Raw data –
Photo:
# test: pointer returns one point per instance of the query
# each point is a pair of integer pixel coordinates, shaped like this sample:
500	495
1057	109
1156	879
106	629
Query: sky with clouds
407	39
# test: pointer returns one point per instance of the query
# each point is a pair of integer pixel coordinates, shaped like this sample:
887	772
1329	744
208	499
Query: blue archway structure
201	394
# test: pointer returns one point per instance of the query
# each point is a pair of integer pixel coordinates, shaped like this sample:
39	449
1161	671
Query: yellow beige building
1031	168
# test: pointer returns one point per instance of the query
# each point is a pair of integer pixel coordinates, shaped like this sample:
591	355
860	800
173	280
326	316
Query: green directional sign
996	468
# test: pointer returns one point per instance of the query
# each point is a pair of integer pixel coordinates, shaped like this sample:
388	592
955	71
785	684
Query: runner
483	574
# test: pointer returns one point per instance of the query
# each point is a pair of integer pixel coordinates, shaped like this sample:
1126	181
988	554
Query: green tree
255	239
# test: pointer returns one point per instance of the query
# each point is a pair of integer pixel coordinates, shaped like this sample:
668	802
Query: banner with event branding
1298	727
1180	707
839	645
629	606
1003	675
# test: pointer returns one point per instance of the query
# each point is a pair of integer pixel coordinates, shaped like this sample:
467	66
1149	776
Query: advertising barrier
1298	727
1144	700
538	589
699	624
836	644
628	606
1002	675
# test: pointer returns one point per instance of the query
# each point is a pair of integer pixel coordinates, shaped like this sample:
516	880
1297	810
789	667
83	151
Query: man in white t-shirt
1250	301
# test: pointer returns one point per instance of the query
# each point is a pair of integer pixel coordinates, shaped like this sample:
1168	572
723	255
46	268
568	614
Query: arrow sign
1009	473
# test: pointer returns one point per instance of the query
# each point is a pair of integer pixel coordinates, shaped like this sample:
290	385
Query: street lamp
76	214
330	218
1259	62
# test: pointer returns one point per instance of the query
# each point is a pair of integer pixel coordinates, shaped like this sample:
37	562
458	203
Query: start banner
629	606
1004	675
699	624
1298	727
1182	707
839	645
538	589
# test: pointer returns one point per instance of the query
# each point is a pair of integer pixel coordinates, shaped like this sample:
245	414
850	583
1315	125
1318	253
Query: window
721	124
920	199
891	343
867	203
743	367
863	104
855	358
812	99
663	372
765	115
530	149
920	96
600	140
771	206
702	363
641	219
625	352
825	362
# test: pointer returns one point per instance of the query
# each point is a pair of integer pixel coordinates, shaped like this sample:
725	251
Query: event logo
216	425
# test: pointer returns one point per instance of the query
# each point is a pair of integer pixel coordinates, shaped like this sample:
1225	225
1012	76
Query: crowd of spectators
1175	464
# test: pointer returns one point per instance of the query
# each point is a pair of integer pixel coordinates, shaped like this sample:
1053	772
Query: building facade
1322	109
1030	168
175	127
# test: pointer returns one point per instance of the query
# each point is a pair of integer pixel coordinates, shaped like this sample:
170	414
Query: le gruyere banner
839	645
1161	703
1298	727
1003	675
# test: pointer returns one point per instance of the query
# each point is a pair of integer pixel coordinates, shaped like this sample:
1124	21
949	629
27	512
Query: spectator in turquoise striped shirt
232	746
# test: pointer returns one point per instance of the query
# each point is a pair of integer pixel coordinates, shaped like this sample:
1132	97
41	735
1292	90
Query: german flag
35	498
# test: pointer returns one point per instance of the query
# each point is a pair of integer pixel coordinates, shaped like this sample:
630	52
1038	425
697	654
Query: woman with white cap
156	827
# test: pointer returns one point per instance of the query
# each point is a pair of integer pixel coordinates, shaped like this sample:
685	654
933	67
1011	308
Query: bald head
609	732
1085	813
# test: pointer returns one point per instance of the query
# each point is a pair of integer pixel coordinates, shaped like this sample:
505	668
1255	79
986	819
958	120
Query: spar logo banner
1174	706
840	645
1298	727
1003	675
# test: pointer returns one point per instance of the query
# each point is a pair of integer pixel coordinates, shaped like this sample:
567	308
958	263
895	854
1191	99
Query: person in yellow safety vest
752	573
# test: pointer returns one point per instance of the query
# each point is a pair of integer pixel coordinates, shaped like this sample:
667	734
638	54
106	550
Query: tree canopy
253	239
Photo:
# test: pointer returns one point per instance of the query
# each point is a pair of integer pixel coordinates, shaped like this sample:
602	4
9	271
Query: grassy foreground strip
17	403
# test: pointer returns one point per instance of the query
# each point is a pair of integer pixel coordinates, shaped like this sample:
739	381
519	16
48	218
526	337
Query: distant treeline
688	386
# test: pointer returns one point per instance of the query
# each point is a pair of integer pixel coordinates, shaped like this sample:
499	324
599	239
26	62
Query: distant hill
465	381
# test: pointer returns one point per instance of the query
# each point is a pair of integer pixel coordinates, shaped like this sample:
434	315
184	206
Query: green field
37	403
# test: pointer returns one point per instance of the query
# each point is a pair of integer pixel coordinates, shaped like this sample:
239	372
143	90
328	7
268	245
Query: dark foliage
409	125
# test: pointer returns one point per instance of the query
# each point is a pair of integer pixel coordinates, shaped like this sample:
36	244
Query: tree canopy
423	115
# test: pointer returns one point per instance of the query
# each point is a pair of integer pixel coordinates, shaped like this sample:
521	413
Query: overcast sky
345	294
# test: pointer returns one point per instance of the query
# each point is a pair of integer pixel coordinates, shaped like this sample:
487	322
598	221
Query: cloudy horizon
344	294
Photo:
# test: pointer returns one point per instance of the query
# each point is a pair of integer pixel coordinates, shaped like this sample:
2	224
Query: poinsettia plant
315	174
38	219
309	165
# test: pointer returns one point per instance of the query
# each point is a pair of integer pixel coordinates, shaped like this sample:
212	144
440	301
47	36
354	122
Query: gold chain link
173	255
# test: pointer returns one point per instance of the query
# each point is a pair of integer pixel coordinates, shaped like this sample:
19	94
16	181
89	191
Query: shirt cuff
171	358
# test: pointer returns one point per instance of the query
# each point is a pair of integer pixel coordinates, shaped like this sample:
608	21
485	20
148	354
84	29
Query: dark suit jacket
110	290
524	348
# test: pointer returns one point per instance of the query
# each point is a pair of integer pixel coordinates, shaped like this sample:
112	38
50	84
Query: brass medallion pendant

Your task – Write each line above out exactly.

Output of the exercise –
Photo:
# test: pointer returns one point per instance of the query
# each point is a pair of integer pixel coordinates, shaped like this sample:
500	495
1057	109
1156	879
106	629
Query: sky with clouds
407	39
# test: pointer returns one point per instance of the query
# each point is a pair of integer pixel coordinates, shaped like this sample:
887	772
1329	744
208	499
Query: blue archway structure
201	394
# test: pointer returns one point per instance of the query
# each point is a pair of integer pixel coordinates, shaped like this sample:
39	449
1161	671
Query: yellow beige building
1031	168
# test: pointer returns one point per instance of the query
# each point is a pair of integer pixel coordinates, shaped like this sample:
591	355
860	800
173	280
326	316
Query: green directional sign
996	468
# test: pointer returns one point per instance of the query
# each point is a pair of integer pixel coordinates, shaped like this sample:
388	592
955	71
785	684
Query: runner
483	574
# test: pointer returns one point per instance of the query
# each point is a pair of integer pixel coordinates, shaped like this sample:
1126	181
988	554
Query: green tree
255	239
# test: pointer returns one point per instance of the query
# each point is a pair of integer pixel coordinates, shaped like this sample:
668	802
Query: banner with event branding
1298	727
1180	707
839	645
629	606
1003	675
# test: pointer returns one point per instance of the query
# each point is a pair of integer pixel coordinates, shaped like this sample:
467	66
1149	776
Query: advertising barrier
1298	727
1144	700
538	589
699	624
836	644
628	606
1002	675
# test: pointer returns one point per instance of the query
# each point is a pair of integer pixel coordinates, shaped like this sample:
516	880
1297	810
789	667
83	151
Query: man in white t-shirt
1250	301
# test: pointer returns one point per instance of the query
# each point is a pair of integer pixel coordinates, shaped like this sample:
1168	572
723	255
46	268
568	614
Query: arrow sign
1009	473
# test: pointer returns one point per instance of the query
# each point is a pair of integer pixel coordinates, shaped like this sample:
290	385
Query: street lamp
76	214
330	218
1259	62
# test: pointer returns one point per instance of the query
# each point is a pair of integer pixel coordinates, shaped like this sample:
37	562
458	203
Query: start banner
629	606
1004	675
699	624
1298	727
1182	707
839	645
538	589
# test: pointer returns one point per instance of the query
# each point is a pair of integer pixel coordinates, shaped like this sample:
245	414
850	583
1315	125
1318	253
Query: window
721	124
920	199
891	343
867	203
743	367
863	104
855	358
812	99
663	372
765	115
530	149
920	96
600	140
771	206
702	363
641	219
625	352
825	362
# test: pointer returns one point per instance of the query
# each point is a pair of integer pixel coordinates, shaped like this sample:
725	251
Query: event logo
216	425
# test: pointer returns one point per instance of the query
# each point is a pair of integer pixel coordinates, shaped like this sample:
1225	225
1012	76
Query: crowd of spectators
1175	464
# test: pointer returns one point per instance of the query
# each point is a pair of integer pixel coordinates, shaped like this sample:
1053	772
Query: building facade
1322	109
1030	168
175	127
# test: pointer returns one point per instance of the query
# each point is a pair of integer pixel coordinates, shaped like this sample:
170	414
Query: le gruyere banner
839	645
1161	703
1298	727
1003	675
# test: pointer returns one point per instance of the query
# each point is a pair of integer pixel coordinates, shaped like this sample:
1124	21
949	629
27	512
Query: spectator in turquoise striped shirt
232	746
# test: pointer returns one point per instance of the query
# each point is a pair of integer pixel coordinates, shaped like this sample:
1132	97
41	735
1292	90
Query: german flag
35	498
# test: pointer returns one point per instance of the query
# each point is a pair of integer pixel coordinates, shaped like this sample:
630	52
1038	425
697	654
Query: woman with white cap
156	827
# test: pointer returns one point per instance of the query
# each point is a pair of integer pixel coordinates, shaped like this sample:
685	654
933	67
1011	308
Query: bald head
609	732
1085	813
# test: pointer returns one point per instance of the query
# each point is a pair of integer pixel coordinates, shaped like this sample:
505	668
1255	79
986	819
958	120
Query: spar logo banner
1174	706
840	645
1298	727
1003	675
# test: pointer returns one point per instance of the query
# each point is a pair of integer pixel coordinates, shaped like this sample:
567	308
958	263
895	854
1191	99
Query: person in yellow safety vest
752	573
# test: pointer returns one point per instance of the query
# each point is a pair of integer pixel coordinates, shaped like this sample:
667	734
638	54
106	550
Query: tree canopy
253	239
Photo:
# test: pointer returns one point per instance of the query
# each point is a pair of integer pixel coordinates, shaped like this sample:
602	4
9	271
Query: grassy foreground strip
17	403
# test: pointer returns one point per instance of the query
# each point is a pair of integer pixel coordinates, shaped like this sample:
739	381
519	16
48	218
526	337
Query: distant treeline
688	386
# test: pointer returns one point per instance of the query
# each point is a pair of integer pixel coordinates, shaped like this sample:
499	324
599	239
26	62
Query: distant hill
465	381
# test: pointer returns one point per instance of the query
# each point is a pair of integer pixel coordinates, shaped like this sample:
434	315
184	206
Query: green field
37	403
# test: pointer returns one point per instance of the query
# each point is a pair of integer pixel coordinates, shaped like this sample:
239	372
143	90
328	7
268	245
Query: dark foliage
409	125
# test: pointer returns one point per instance of the query
# each point is a pair of integer pixel coordinates, shaped like this sample:
36	244
Query: tree canopy
423	115
# test: pointer returns one point per instance of the query
# each point is a pair of integer pixel coordinates, shaped like this sample:
521	413
Query: overcast sky
345	294
# test: pointer returns one point per instance of the query
# each point is a pair of integer pixel coordinates, shaped like this sample:
487	322
598	221
Query: cloudy horizon
344	294
Photo:
# test: pointer returns one point per instance of the query
# each point is a pair of integer pixel coordinates, shaped like this sample:
2	224
Query: poinsettia plant
315	174
38	219
309	165
# test: pointer returns one point per instance of the query
# each point is a pair of integer pixel coordinates, shaped like this sample:
212	144
440	301
47	36
354	122
Query: gold chain link
173	255
# test: pointer returns one point per instance of the query
# each point is a pair of integer pixel coordinates, shaped like this sample:
19	94
16	181
89	191
Query: shirt cuff
171	358
# test: pointer returns one point per instance of the query
# each point is a pair of integer pixel coordinates, shaped like this sample:
608	21
485	20
148	354
84	29
Query: dark suit jacket
110	290
524	348
# test: pointer returns one point per instance of the query
# each point is a pair of integer pixel coordinates, shaped like this sample:
112	38
50	84
Query: brass medallion pendant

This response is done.